-- Your instructions --
List each line of the data that holds the word "bird".

(Source data)
┄┄┄┄┄┄┄┄┄┄

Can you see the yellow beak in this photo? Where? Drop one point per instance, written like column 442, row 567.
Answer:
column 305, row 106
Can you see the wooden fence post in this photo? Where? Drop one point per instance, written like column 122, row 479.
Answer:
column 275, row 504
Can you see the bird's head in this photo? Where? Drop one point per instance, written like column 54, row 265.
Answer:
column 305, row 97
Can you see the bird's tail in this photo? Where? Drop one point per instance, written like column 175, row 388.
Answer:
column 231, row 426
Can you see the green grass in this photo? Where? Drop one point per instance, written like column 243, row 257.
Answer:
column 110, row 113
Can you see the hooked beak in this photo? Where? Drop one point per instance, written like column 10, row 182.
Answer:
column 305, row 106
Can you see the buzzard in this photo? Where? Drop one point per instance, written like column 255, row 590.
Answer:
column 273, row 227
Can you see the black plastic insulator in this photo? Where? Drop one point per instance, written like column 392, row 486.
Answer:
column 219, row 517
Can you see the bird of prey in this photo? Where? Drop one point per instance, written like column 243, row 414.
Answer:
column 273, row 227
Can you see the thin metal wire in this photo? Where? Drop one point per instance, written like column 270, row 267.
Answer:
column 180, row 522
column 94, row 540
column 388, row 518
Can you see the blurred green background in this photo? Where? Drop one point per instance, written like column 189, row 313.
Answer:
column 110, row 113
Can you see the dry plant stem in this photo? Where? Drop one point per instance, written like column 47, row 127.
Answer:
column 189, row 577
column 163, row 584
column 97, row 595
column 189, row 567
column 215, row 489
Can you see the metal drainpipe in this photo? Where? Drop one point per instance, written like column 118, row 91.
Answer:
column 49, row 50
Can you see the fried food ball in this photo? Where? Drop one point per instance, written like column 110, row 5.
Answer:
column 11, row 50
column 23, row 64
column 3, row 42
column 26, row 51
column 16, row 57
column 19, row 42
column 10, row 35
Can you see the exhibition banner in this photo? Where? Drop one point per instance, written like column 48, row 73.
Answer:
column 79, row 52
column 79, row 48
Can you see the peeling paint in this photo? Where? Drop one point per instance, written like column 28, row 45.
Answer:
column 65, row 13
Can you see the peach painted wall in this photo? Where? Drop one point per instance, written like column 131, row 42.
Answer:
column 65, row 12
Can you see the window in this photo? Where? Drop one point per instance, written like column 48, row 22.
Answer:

┄┄┄┄┄┄┄┄┄┄

-- Written solution --
Can you see the bird's head in this photo? Where? Drop one point per instance, written like column 54, row 265.
Can you see the bird's tail in this photo? Where? Drop one point per instance, written like column 175, row 388.
Can you see the bird of prey in this photo? Where? Drop one point per instance, written like column 243, row 414.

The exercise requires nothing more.